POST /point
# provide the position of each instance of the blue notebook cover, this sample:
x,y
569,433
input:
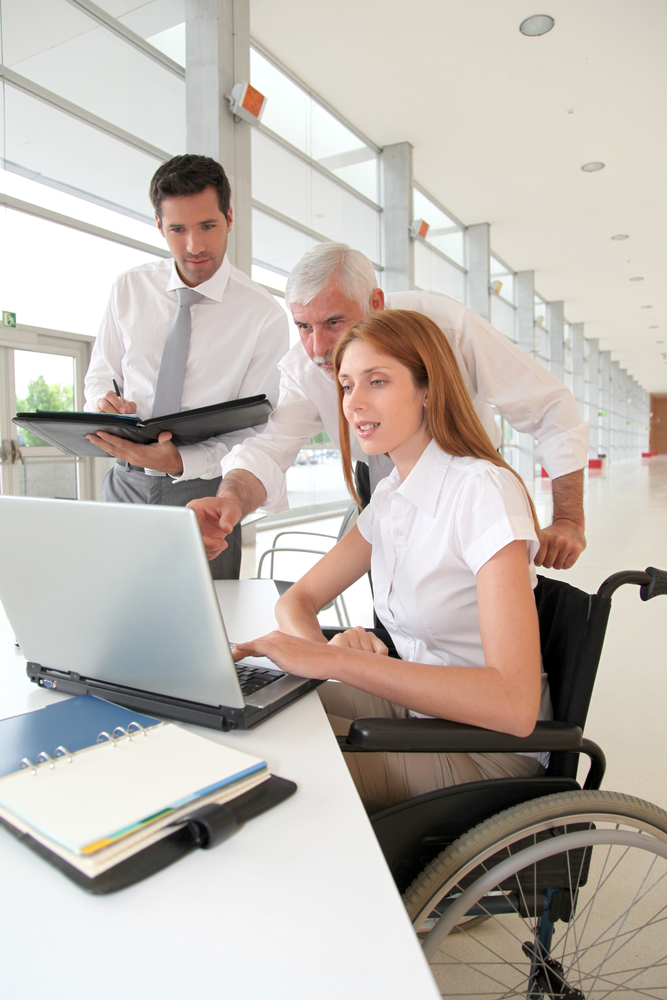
---------------
### WHAT YOU ARE ASKED TO DO
Could the listing above be transcribed exactly, with the pictures left out?

### ANSWER BOX
POST /point
# provide the position of each instance of the blue notebook cover, this sample:
x,y
569,433
input:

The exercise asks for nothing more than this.